* Tasks to carry out:
1. Can you sum up the Schutz v. United States opinion in two sentences?
2. Could you pick up the Schutz v. United States opinion after its last sentence and keep writing it?

OpenJurist

432 F2d 25 Schutz v. United States

432 F.2d 25

Chester A. SCHUTZ, Appellant,
v.
UNITED STATES of America, Appellee.

No. 152-70.

United States Court of Appeals, Tenth Circuit.

October 6, 1970.

Rehearing Denied November 13, 1970.

Michael H. Jackson, Denver, Colo., for appellant.

Floy E. Dawson, Asst. U. S. Atty., Oklahoma City, Okl. (William R. Burkett, U. S. Atty., Oklahoma City, Okl., on the brief), for appellee.

Before BREITENSTEIN, HILL and HOLLOWAY, Circuit Judges.

HILL, Circuit Judge.

1

Appellant Schutz was convicted on a two count indictment charging him with entering a bank with intent to commit a felony in violation of 18 U.S.C. § 2113 (a), and taking deposits from the bank with intent to steal in violation of 18 U.S.C. § 2113(b). Schutz directly appealed to this court, and his conviction was affirmed.1 Schutz now seeks to collaterally attack his conviction by motion pursuant to 28 U.S.C. § 2255. The trial court denied his motion without a hearing and Schutz takes this appeal.

* Data lines:
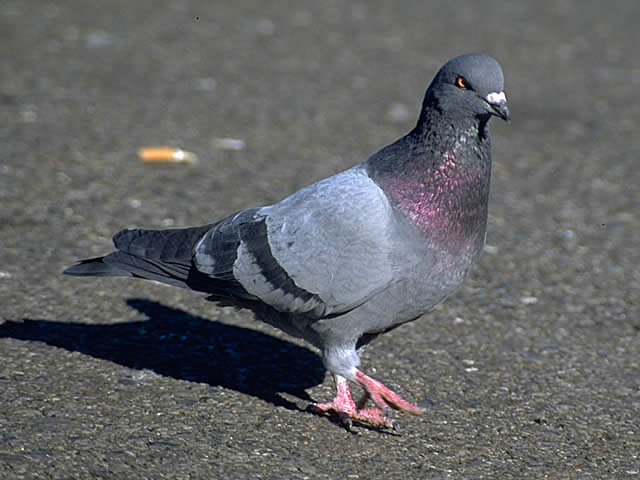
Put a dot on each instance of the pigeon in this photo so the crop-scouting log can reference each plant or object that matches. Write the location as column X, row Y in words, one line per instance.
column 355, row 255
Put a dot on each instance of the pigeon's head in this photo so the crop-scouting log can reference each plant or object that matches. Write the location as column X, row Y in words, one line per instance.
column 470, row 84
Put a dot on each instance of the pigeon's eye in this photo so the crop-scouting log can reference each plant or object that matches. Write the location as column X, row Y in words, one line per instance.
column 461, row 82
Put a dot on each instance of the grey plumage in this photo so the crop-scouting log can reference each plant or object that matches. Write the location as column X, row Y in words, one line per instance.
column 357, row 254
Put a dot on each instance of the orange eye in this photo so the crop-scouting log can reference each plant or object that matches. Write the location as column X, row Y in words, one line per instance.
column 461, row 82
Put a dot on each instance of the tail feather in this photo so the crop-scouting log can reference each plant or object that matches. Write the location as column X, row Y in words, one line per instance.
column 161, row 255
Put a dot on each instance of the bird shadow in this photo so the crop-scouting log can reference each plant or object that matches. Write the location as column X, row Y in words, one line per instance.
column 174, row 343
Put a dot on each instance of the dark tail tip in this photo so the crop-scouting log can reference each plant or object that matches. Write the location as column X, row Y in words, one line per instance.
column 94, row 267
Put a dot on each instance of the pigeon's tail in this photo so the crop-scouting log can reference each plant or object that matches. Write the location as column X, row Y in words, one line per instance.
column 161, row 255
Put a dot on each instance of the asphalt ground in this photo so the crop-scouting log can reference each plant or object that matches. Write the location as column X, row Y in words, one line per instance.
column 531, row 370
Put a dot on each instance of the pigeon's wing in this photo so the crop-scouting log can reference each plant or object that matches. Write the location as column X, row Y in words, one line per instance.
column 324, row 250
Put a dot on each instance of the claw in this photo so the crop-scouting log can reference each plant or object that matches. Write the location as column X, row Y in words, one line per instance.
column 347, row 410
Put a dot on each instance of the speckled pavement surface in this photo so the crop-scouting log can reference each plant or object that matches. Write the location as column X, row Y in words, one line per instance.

...

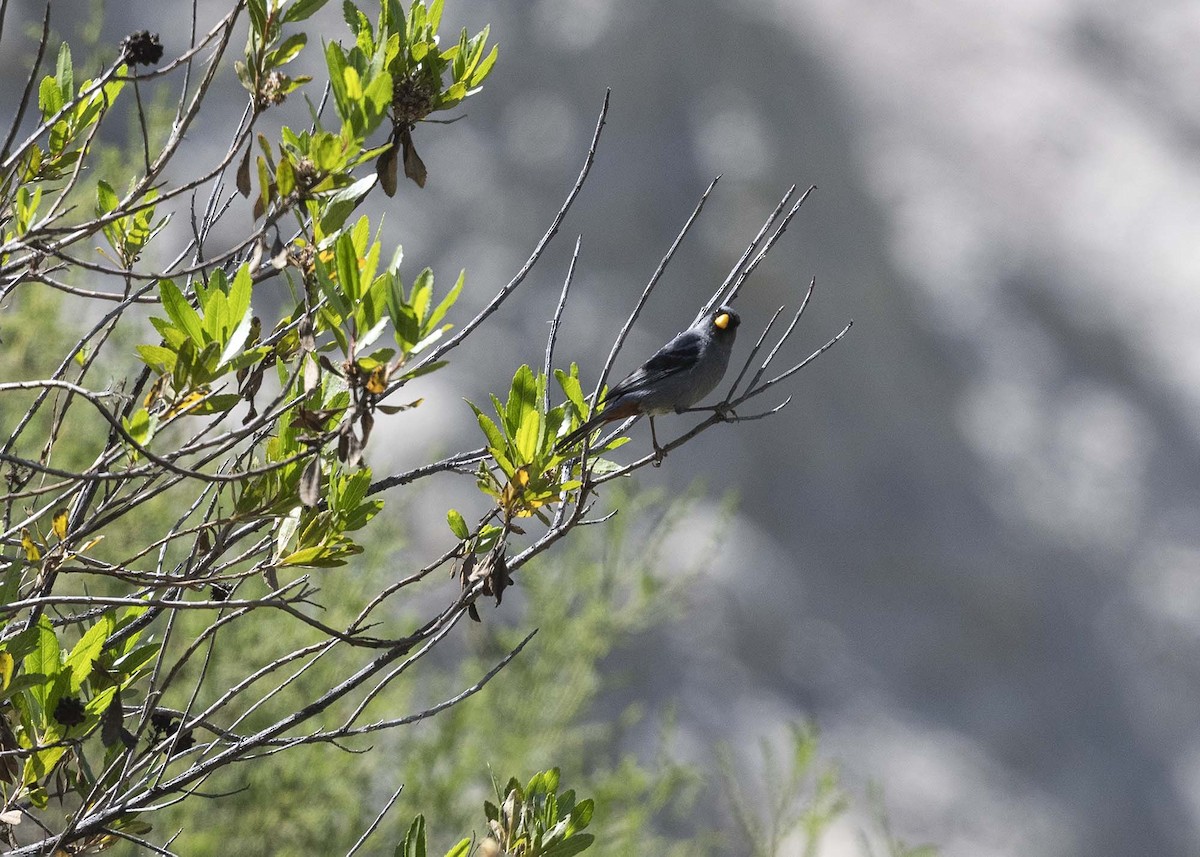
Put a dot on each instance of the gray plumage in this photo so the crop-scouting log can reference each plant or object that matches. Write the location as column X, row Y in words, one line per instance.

* * *

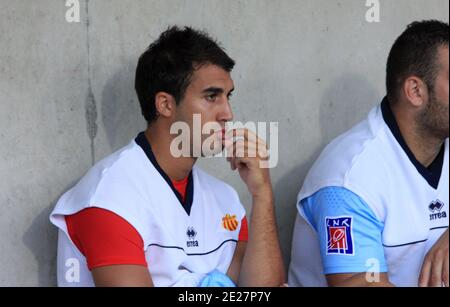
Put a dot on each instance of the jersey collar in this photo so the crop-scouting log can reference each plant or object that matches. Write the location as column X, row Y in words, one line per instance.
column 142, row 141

* Responses for each task:
1. Chester A. Schutz was convicted on a two-count indictment for entering a bank with intent to commit a felony and for taking deposits from the bank with intent to steal, and the Tenth Circuit affirmed that conviction on direct appeal. He then tried to collaterally attack the conviction with a motion under 28 U.S.C. § 2255, and he appealed again after the trial court denied the motion without a hearing.

2.
2

The facts are fully set out in our earlier opinion and need not be again detailed. It is sufficient to relate that evidence was introduced at Schutz' trial which was obtained by state law enforcement officers in the course of two searches. The first search took place in Austin, Texas, and it was conducted pursuant to a warrant. The purpose of the search was to discover narcotic drugs on the premises of Schutz' residence in Austin. In the course of the search, a Texas narcotics agent came upon two satchels containing tools which could be used as burglar's tools. The agent put identifying marks on the tools and satchels, but did not seize them or remove them from the premises. Subsequently, the tools were found near the bank vault in the bank which Schutz was charged with burglarizing. At Schutz' trial the Texas narcotics agent identified the tools as the same items he had observed in Schutz' residence in Austin. The second search took place in Wichita, Kansas, and it also was conducted pursuant to a warant. The warrant was issued on the basis of an affidavit by a police officer outlining the circumstances which led him to believe that the offense of possession of burglar's tools was being committed and that the instrumentalities and fruits of burglarious activities would be found on the described premises.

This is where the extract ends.